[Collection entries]
━━━━

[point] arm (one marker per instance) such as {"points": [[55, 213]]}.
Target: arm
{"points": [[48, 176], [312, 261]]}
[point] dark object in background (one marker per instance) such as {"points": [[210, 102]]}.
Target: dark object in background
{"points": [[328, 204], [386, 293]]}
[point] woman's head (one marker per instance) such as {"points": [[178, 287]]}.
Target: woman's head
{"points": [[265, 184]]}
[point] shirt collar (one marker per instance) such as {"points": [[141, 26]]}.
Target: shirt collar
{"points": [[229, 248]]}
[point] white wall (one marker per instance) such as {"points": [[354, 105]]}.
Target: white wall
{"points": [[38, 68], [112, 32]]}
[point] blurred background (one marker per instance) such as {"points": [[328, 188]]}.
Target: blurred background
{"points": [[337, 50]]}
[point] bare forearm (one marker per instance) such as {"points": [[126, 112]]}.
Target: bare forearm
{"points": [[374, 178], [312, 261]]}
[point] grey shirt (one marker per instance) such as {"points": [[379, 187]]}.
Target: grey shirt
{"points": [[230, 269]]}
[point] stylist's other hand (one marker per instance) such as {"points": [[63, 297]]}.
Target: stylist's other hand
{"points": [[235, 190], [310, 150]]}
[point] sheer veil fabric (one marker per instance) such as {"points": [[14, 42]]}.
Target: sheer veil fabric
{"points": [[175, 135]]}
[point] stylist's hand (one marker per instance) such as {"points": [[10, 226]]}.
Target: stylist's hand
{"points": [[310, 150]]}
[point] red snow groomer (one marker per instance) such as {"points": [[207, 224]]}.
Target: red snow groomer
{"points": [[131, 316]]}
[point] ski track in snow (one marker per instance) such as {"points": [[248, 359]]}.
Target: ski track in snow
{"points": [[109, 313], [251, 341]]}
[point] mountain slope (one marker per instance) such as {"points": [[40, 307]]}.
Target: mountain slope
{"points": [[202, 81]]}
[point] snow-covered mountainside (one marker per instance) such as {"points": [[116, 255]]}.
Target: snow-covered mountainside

━━━━

[Task statement]
Can you put every line of the records above into a numbered list, leaving out any blank lines?

[Solution for this problem]
1. [point] arm (one marker per instance) such as {"points": [[55, 213]]}.
2. Target: arm
3. {"points": [[48, 176], [312, 261]]}
4. [point] dark object in background (one marker per instance) such as {"points": [[210, 102]]}.
5. Target: dark object in background
6. {"points": [[328, 204], [386, 293]]}
7. [point] woman's head (one marker per instance) such as {"points": [[178, 287]]}.
8. Target: woman's head
9. {"points": [[265, 184]]}
10. [point] shirt collar (one marker per instance) such as {"points": [[141, 26]]}.
11. Target: shirt collar
12. {"points": [[229, 248]]}
13. [point] white wall (one marker per instance) such as {"points": [[354, 105]]}.
14. Target: white wall
15. {"points": [[38, 68], [112, 32]]}
16. [point] blurred background (one marker per instance) such as {"points": [[328, 188]]}.
17. Target: blurred background
18. {"points": [[337, 50]]}
19. [point] bare forearm (one marker per instance) such as {"points": [[126, 112]]}.
20. Target: bare forearm
21. {"points": [[374, 178], [312, 261]]}
22. [point] grey shirt (one marker per instance) such as {"points": [[379, 187]]}.
23. Target: grey shirt
24. {"points": [[230, 269]]}
25. [point] stylist's other hand (one marker per instance) such as {"points": [[63, 297]]}.
26. Target: stylist's other hand
27. {"points": [[235, 190], [310, 150]]}
28. [point] sheer veil fabric (one marker per instance) such as {"points": [[14, 42]]}.
29. Target: sheer veil fabric
30. {"points": [[175, 135]]}
31. [point] stylist's hand (one marker per instance) such as {"points": [[10, 226]]}.
32. Target: stylist's hand
33. {"points": [[310, 150]]}
34. [point] red snow groomer (one marker per instance) such as {"points": [[207, 224]]}.
35. Target: red snow groomer
36. {"points": [[131, 316]]}
37. [point] ski track in snow (one marker per instance) such as {"points": [[248, 359]]}.
38. Target: ski track in snow
39. {"points": [[109, 313], [251, 341]]}
40. [point] mountain slope (one marker per instance) such as {"points": [[40, 307]]}.
41. Target: mountain slope
42. {"points": [[202, 81]]}
43. [point] snow-covered mountainside (one marker per instance) such as {"points": [[116, 255]]}.
44. Target: snow-covered mountainside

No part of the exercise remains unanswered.